Riemann integration — Non-examinable 2024–25

6. Riemann integration — Non-examinable 2024–25#

In this chapter we will go over the rigorous definition of the integral, defined in terms of area beneath curves. You have seen the idea before in MAS106, but now we can make it precise using limits.

6.1. Partitions and Riemann sums#

Let \([a,b]\subseteq\mathbb{R}\) be a closed bounded interval. A partition of \([a,b]\) refers to any finite subset \(P=\{x_0,x_1,\ldots,x_n\}\) of \([a,b]\) that contains the endpoints \(a\) and \(b\). For such a partition, it is convenient to assume that

\[ a=x_0<x_1<x_2<\ldots<x_n=b. \]

Let \(f:[a,b]\to\mathbb{R}\) be a bounded function. For each partition \(P\) of \([a,b]\), we associate two ways of approximating the area under the graph of \(f\) by rectangles. One of these ways will always be an overestimate, the other an underestimate.

_images/Rlower.png — Fig. 6.1 Riemann lower sum#

_images/Rupper.png — Fig. 6.2 Riemann upper sum#

Definition 6.1 (Upper and lower sums)

Let \(f:[a,b]\to\mathbb{R}\) be a bounded function, and let \(P=\{x_0,x_q,\ldots,x_n\}\) be a partition.

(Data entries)
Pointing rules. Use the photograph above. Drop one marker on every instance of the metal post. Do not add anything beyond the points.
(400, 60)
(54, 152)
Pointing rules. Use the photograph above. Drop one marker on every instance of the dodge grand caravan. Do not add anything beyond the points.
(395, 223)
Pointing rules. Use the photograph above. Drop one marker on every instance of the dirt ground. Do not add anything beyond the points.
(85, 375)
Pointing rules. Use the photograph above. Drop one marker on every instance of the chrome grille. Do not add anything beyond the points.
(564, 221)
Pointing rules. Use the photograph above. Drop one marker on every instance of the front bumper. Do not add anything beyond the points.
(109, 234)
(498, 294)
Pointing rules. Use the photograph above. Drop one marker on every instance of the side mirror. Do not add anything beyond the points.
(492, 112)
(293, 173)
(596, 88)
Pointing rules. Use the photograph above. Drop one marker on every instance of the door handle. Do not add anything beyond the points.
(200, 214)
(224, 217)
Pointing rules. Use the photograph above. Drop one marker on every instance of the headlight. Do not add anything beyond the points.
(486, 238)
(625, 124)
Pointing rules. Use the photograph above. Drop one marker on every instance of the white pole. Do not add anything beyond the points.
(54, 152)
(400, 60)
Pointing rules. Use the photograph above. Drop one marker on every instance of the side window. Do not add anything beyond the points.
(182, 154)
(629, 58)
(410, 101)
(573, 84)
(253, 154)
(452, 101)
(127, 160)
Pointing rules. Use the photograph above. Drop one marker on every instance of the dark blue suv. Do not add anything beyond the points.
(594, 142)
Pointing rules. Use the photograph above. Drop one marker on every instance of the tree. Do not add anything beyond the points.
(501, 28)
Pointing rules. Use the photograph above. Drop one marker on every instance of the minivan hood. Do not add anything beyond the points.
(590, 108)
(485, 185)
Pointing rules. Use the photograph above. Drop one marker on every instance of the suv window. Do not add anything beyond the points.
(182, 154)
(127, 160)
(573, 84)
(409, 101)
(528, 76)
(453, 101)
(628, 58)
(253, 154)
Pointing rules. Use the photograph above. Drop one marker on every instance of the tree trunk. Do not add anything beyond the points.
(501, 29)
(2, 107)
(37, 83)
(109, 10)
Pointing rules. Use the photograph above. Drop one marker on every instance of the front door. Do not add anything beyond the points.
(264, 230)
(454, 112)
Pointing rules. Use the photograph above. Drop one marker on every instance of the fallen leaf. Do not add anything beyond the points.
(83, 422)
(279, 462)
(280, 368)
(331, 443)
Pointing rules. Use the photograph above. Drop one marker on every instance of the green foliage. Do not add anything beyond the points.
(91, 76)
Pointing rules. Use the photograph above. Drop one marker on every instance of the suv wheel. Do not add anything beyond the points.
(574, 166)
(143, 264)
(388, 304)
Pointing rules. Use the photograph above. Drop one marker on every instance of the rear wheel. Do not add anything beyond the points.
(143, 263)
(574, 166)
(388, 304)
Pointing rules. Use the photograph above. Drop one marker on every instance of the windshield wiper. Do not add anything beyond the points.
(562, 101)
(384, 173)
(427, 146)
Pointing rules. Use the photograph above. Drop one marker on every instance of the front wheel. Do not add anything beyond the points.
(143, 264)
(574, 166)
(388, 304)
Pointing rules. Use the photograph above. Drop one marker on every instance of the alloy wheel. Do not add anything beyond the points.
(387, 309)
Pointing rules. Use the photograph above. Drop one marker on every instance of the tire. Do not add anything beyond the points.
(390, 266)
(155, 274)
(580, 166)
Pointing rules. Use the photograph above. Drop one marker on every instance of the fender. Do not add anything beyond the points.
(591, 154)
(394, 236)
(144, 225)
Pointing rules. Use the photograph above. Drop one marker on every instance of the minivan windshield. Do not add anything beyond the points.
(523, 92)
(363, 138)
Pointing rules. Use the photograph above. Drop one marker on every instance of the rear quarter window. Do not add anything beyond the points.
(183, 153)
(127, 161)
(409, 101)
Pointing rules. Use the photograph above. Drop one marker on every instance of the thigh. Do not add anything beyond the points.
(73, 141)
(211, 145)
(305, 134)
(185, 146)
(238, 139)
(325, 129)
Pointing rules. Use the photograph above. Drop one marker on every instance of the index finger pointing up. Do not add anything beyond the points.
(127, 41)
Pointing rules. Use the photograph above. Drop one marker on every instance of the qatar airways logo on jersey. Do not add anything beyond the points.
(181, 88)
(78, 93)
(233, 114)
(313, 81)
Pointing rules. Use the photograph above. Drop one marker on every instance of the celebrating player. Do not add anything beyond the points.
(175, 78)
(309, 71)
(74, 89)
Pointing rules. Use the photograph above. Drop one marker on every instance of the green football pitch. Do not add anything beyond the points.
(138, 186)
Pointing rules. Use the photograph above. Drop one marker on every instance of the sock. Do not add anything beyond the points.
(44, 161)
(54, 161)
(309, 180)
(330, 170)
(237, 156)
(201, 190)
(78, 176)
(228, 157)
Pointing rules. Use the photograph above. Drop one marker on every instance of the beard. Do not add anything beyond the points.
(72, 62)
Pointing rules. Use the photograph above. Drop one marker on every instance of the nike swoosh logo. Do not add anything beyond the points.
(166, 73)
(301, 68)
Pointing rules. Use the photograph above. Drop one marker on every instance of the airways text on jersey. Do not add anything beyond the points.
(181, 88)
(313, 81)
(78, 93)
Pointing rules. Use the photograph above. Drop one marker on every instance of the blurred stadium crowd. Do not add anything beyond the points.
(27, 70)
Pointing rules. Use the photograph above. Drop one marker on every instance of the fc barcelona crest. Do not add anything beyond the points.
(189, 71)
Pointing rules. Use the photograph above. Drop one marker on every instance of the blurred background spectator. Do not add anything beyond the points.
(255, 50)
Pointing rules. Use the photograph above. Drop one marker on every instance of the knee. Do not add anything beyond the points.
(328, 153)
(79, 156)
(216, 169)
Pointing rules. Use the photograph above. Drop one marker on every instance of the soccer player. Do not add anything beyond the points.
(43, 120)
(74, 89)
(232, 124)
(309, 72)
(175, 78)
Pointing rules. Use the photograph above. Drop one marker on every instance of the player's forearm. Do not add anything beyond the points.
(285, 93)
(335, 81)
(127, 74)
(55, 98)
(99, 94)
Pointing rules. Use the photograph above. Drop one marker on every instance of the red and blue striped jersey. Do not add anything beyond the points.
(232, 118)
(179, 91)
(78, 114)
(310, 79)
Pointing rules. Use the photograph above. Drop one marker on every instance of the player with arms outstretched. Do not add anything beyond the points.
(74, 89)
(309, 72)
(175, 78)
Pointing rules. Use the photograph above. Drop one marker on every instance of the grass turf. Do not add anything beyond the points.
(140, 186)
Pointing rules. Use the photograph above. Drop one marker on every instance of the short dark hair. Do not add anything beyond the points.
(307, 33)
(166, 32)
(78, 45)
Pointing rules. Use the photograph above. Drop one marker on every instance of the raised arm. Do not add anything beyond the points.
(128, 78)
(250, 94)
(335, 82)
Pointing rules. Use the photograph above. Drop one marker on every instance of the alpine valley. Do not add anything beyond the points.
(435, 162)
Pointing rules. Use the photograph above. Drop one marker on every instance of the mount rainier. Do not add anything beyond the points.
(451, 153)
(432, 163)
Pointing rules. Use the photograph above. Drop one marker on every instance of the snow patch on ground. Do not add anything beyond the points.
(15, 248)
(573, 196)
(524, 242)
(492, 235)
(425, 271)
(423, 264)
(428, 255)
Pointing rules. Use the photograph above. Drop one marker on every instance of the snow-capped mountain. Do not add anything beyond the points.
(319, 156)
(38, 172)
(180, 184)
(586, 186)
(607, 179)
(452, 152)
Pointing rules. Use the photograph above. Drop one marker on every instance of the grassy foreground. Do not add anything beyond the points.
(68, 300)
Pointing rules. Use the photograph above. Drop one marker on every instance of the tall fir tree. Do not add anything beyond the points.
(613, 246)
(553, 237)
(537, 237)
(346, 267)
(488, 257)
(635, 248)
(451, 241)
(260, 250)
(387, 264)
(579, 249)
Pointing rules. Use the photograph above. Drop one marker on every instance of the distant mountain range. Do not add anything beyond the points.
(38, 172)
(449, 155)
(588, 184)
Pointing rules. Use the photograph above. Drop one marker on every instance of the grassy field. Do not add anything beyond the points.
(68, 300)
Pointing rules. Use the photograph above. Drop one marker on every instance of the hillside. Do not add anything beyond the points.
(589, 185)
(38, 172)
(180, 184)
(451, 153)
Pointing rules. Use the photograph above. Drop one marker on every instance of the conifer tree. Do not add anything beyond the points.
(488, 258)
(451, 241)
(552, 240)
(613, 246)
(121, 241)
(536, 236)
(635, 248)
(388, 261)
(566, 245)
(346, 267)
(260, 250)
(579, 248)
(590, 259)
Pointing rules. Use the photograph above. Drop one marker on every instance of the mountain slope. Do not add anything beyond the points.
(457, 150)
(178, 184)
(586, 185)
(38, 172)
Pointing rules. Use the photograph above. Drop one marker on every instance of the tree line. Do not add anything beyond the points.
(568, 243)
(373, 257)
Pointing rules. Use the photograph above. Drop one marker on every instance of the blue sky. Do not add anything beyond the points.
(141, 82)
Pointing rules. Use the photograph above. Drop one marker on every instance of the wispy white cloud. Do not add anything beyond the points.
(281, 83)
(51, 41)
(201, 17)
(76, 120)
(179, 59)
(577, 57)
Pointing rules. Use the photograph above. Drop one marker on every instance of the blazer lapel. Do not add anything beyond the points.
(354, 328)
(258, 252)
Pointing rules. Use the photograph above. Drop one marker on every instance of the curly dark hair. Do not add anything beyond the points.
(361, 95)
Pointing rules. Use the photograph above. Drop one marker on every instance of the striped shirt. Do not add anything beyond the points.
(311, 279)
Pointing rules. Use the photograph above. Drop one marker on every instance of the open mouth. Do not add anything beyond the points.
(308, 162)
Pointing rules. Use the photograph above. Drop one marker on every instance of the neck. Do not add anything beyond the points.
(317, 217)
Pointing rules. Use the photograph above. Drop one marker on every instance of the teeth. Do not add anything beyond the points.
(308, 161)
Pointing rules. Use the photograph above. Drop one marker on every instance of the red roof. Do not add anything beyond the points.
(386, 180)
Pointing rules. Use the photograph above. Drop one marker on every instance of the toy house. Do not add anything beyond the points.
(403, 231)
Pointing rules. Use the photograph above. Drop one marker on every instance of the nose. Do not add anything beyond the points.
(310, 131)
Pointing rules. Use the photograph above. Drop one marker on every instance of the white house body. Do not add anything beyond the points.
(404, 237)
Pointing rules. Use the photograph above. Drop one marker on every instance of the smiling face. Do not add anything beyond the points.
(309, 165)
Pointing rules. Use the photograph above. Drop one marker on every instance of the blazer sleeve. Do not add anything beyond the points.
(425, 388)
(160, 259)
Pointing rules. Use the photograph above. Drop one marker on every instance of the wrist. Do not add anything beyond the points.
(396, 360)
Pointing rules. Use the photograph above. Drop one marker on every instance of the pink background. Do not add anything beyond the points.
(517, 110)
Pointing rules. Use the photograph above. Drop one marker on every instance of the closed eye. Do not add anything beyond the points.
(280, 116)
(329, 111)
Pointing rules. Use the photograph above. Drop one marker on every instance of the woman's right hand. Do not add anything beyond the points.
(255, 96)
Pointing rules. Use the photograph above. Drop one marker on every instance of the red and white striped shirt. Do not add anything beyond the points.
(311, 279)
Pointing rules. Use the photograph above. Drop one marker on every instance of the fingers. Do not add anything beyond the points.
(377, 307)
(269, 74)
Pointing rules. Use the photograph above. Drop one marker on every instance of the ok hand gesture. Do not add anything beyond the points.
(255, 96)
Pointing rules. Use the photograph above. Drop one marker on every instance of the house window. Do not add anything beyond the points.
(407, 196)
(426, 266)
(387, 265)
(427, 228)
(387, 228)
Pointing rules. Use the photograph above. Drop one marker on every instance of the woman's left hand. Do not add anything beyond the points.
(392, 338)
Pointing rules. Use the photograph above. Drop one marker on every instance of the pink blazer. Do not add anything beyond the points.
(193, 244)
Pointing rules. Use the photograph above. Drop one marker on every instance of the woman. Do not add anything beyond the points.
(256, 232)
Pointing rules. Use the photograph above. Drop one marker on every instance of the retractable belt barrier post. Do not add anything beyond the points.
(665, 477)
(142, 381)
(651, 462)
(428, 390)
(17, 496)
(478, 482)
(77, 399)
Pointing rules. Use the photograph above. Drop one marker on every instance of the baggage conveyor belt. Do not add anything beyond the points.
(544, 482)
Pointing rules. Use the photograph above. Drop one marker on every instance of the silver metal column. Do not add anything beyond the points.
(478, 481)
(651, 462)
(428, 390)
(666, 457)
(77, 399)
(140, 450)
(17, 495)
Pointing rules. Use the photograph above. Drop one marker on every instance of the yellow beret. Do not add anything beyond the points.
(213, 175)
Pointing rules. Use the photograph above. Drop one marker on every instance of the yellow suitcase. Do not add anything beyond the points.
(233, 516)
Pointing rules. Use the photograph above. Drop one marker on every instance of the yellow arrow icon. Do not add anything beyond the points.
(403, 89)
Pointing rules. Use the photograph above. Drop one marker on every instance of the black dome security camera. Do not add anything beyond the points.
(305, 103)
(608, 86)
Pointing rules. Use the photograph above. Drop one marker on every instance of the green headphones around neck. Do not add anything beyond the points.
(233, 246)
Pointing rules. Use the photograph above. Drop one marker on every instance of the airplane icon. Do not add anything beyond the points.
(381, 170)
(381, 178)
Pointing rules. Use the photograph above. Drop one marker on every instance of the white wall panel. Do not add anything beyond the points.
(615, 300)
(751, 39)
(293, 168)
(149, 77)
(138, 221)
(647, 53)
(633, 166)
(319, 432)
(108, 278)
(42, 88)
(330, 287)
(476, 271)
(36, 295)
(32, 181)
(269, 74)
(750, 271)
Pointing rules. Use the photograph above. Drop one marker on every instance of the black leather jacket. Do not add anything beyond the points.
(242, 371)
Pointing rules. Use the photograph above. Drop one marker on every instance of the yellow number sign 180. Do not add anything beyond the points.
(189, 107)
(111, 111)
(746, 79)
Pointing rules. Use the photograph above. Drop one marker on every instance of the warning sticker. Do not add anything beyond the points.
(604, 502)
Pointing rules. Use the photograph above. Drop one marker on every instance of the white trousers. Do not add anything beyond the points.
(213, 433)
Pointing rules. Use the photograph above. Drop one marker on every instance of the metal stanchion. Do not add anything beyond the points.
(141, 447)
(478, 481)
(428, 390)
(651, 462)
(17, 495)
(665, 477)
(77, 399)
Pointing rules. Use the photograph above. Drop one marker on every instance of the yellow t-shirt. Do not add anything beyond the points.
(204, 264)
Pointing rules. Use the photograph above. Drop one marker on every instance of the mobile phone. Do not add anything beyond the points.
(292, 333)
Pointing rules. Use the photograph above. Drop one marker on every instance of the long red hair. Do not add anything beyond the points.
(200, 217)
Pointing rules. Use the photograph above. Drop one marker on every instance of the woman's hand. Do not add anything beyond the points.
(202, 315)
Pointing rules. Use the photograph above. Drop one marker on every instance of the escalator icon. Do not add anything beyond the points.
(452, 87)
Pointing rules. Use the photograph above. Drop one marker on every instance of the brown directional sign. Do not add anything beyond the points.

WHAT YOU WILL DO:
1: Write out the passage of the Riemann integration notes starting with "6. Riemann integration" and going on through "precise using limits.".
2: Continue the Riemann integration notes from the point where they stop.

EXPECTED RESULTS:
1:
6. Riemann integration — Non-examinable 2024–25#

In this chapter we will go over the rigorous definition of the integral, defined in terms of area beneath curves. You have seen the idea before in MAS106, but now we can make it precise using limits.

2:
For \(k=1,\ldots,n\) let

\[ m_k=\inf\{f(x) : x\in[x_{k-1},x_k]\} \hspace{1em} \text{and} \hspace{1em} M_k=\sup\{f(x) : x\in[x_{k-1},x_k]\}. \]

The sum

\[ L(f,P) := \sum_{k=1}^nm_k(x_k-x_{k-1}) \]

is called the (Riemann) lower sum of \(f\) with respect to \(P\), and

\[ U(f,P) := \sum_{k=1}^nM_k(x_k-x_{k-1}) \]

is the (Riemann) upper sum of \(f\) with respect to \(P\).

For both the upper and lower sum, the widths of the rectangles are the same: they are determined by the partition \(P\). It is the heights of the rectangles that provide the distinction: for the lower sum, the heights \(m_k\) are determined by taking the infimum of \(f\) over each interval \([x_{k-1},x_k]\) (see Fig. 6.1). For the upper sum, heights \(M_k\) are obtained by taking the supremum of \(f\) over each of these intervals (c.f. Fig. 6.2).

Example 6.1

Let \(f:[-1,5]\to\mathbb{R}\); \(f(x)=3x^2+1\) and \(P=\{-1,1,2,5\}\). Calculate \(L(f,P)\), \(U(f,P)\) and \(U(f,P)-L(f,P)\).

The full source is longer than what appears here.